» **Written problem**: Nothing may be dropped or altered: reproduce all the data.

◆ ◆ ◆ ◆ ◆

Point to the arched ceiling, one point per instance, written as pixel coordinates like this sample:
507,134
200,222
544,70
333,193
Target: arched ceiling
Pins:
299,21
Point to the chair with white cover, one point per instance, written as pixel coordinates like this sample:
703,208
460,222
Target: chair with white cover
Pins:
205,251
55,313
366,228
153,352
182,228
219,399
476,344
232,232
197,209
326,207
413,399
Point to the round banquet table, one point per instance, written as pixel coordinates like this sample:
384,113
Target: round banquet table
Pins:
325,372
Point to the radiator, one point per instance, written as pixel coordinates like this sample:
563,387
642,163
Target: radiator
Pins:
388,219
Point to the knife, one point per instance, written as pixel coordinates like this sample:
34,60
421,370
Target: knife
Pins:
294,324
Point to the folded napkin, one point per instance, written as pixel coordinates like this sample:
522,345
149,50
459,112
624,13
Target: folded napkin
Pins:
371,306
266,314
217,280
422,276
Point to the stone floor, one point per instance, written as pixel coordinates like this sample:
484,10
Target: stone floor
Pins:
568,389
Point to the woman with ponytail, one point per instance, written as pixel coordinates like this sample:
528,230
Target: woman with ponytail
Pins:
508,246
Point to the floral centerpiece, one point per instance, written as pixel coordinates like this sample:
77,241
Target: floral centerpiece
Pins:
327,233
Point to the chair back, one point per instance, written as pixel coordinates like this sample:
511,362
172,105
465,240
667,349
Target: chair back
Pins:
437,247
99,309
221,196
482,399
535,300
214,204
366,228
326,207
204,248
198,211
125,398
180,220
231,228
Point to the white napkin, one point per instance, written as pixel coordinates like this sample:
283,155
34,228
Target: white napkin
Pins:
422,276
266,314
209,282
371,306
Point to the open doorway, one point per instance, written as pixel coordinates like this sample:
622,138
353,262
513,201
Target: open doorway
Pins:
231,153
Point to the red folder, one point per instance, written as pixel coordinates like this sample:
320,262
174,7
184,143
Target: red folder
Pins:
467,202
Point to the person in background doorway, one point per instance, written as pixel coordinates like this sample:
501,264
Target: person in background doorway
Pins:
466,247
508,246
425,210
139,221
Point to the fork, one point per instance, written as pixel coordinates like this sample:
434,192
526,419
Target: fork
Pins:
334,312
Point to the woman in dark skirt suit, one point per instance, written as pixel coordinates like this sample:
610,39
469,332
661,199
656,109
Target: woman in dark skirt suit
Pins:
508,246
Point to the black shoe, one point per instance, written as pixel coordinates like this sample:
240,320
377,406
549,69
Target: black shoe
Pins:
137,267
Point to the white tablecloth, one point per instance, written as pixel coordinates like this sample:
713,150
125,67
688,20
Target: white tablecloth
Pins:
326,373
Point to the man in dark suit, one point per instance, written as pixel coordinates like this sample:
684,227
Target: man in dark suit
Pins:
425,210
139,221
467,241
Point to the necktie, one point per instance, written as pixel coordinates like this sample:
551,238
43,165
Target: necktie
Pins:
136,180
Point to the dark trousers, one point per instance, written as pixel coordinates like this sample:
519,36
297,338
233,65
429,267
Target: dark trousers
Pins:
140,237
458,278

◆ ◆ ◆ ◆ ◆

» **Output of the exercise**:
Point to the arched ceiling, one point per instance, written as pixel coordinates like this sample:
507,134
200,222
544,70
333,193
Target: arched ceiling
Pins:
299,21
Point to the chair with white cover, one point per instance, written as pixel coordinates like this sample:
703,208
460,222
Target: chair with white cover
Pins:
205,251
55,313
366,228
153,352
182,228
219,399
476,344
232,232
197,209
326,207
413,399
Point to the round banquet table, one point per instance, written as pixel coordinates like this sample:
384,113
Target: round banquet table
Pins:
325,372
Point to the radiator, one point per instance, written as pixel coordinates like this sample:
563,387
642,163
Target: radiator
Pins:
388,219
Point to the knife, one point per instance, written as pixel coordinates like this sample:
34,60
421,370
Target: knife
Pins:
294,324
Point to the folded napkin, one point per instance, written as pixel coordinates like this sample:
522,345
149,50
459,112
624,13
Target: folded napkin
Pins:
371,306
266,314
217,280
422,276
Point to the stone floor, one point per instance, written as pixel coordinates like this sample:
484,10
Target: stone floor
Pins:
568,389
Point to the woman with ponytail, one point per instance, written as pixel coordinates like this sample:
528,230
Target: woman with ponytail
Pins:
508,246
Point to the floral centerpiece, one point per instance, written as pixel coordinates like this sample:
77,241
Target: floral centerpiece
Pins:
327,233
Point to the chair back, one point per instance, written as pixel coordinates like this sample:
511,362
172,105
465,240
667,349
Target: chair back
Pins:
437,247
99,309
221,196
482,399
535,300
214,204
366,228
326,207
204,248
198,211
125,398
180,220
231,228
Point to the white napkin, one point per instance, written as pixel coordinates like this sample:
283,155
34,228
Target: white napkin
Pins:
422,276
266,314
209,282
371,306
Point to the open doorway, one point per instance, written as pixel coordinates like this sample:
622,138
353,262
513,201
Target: open doorway
Pins:
231,153
Point to the red folder, one point per instance, written as pixel coordinates like this sample:
320,262
174,7
184,143
Target: red folder
Pins:
467,202
Point to the person in background doorway, one point per instance, written as pixel coordinates like this sample:
501,264
Target: person in background doorway
Pins:
466,247
508,246
425,210
139,221
Point to the fork, one point per instance, written as pixel coordinates like this sample:
434,192
526,419
Target: fork
Pins:
334,312
Point to the woman in dark skirt suit, one point per instance, written as pixel coordinates like this sample:
610,39
469,332
661,199
656,109
Target: woman in dark skirt suit
Pins:
508,246
Point to the black shoe, one point per instance, written as pixel coordinates like this sample:
240,320
377,406
549,69
Target: black shoe
Pins:
137,267
Point to the white tablecloth, one point per instance, written as pixel coordinates like this sample:
713,150
125,67
688,20
Target: white tablecloth
Pins:
326,373
Point to the man in dark suit, one point per instance, written as pixel coordinates like this sample:
684,227
Target: man in dark suit
Pins:
425,210
139,221
467,241
Point to the necktie, one point per instance, written as pixel coordinates like this sample:
551,238
43,165
Target: necktie
Pins:
136,180
Point to the dark trousers, one point per instance, written as pixel coordinates like this sample:
519,36
297,338
233,65
429,267
Target: dark trousers
Pins:
140,237
458,278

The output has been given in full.